(Excerpts from a dataset on pointing at objects)
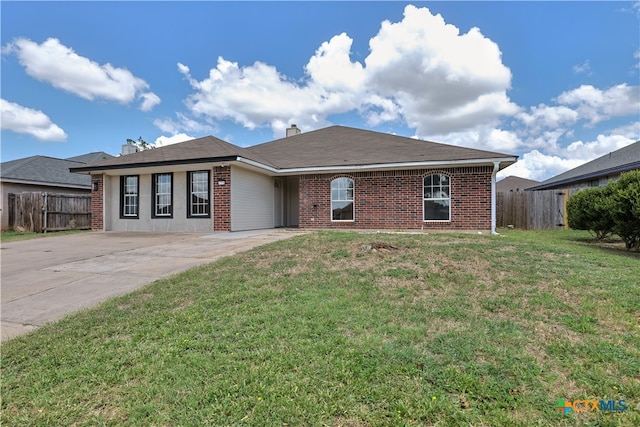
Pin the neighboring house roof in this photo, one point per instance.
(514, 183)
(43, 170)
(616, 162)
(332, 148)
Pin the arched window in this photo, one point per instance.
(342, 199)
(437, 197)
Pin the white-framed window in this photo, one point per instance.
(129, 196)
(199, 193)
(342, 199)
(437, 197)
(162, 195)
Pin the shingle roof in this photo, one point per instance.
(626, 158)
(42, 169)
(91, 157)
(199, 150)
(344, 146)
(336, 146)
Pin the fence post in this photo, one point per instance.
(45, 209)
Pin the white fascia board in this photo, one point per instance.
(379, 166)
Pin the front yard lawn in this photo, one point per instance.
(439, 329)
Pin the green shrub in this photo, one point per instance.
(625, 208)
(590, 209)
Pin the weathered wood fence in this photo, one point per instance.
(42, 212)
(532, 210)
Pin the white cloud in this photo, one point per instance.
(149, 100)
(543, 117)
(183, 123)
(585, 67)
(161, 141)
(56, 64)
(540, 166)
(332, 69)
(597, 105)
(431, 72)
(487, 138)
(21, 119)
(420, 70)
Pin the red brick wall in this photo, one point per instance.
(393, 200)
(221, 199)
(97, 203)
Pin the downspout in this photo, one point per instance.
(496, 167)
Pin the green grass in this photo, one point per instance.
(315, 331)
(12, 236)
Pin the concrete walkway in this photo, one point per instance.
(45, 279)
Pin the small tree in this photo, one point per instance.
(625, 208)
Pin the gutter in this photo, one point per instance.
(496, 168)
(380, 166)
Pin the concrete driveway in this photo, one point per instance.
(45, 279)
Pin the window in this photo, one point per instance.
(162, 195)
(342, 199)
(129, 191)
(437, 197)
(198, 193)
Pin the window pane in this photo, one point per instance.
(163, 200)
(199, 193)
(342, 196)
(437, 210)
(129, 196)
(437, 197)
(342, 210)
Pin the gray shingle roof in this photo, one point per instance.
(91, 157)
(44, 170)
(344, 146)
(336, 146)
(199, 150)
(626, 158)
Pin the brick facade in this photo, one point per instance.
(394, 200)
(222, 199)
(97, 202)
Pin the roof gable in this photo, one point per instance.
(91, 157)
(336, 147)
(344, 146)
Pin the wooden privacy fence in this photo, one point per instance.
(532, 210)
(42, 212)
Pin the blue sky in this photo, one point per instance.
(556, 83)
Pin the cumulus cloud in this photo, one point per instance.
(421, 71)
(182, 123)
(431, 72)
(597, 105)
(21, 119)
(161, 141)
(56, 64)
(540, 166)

==

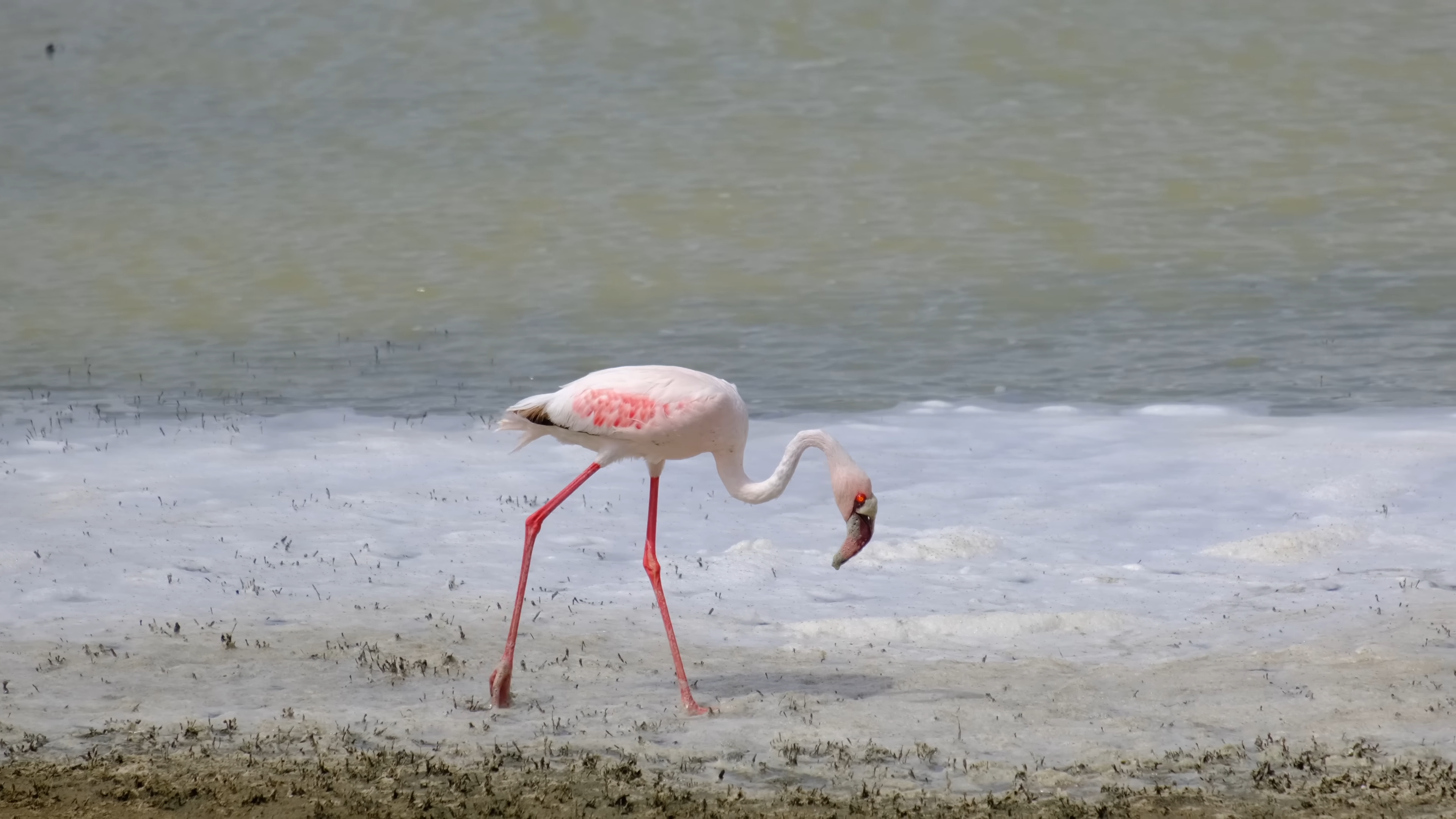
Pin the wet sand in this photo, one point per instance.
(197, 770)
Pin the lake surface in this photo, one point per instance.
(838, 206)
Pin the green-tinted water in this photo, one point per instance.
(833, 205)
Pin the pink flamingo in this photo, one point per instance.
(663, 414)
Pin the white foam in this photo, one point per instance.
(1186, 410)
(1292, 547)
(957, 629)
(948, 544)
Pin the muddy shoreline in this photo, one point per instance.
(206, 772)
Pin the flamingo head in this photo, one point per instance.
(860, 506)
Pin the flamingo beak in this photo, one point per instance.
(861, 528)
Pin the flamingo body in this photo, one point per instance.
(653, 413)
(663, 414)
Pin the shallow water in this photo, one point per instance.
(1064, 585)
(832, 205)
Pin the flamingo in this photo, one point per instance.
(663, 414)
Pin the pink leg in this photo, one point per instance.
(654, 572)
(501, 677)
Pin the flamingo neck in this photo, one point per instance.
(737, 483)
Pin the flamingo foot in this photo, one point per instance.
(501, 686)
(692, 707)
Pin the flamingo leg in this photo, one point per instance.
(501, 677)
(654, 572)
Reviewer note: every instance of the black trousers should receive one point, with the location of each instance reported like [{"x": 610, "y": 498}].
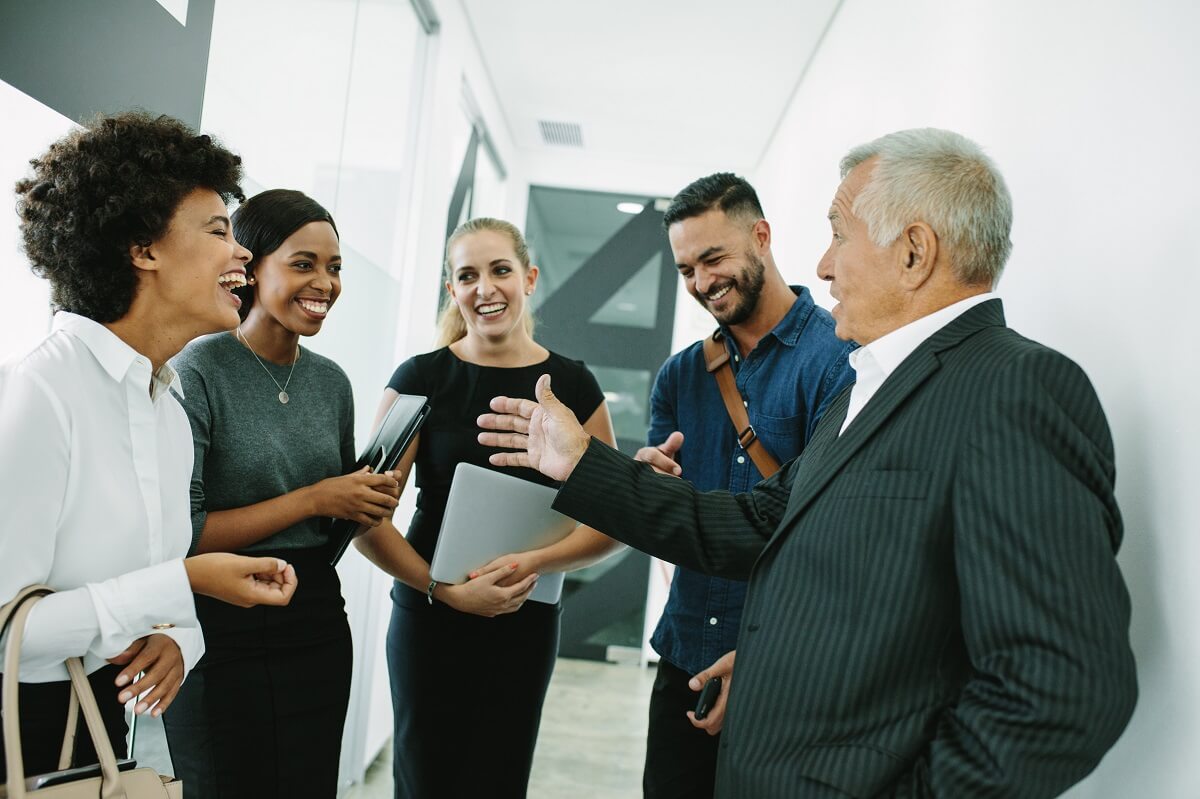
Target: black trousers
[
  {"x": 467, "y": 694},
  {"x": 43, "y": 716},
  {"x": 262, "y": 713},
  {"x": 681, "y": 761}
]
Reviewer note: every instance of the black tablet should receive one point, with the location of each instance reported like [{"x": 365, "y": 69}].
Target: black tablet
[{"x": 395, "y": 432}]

## DIRECTIVE
Pick out each line of the records above that contains the string "black", matching case exactly, and copy those lines.

## FINAL ANSWER
Reviewer note: every instance of the black trousers should receive one point, with the location of each instance reported like [{"x": 610, "y": 498}].
Target: black trousers
Reviewer note: every instance of the black tablet should receive one point, with the location of each instance reported like [{"x": 365, "y": 69}].
Target: black tablet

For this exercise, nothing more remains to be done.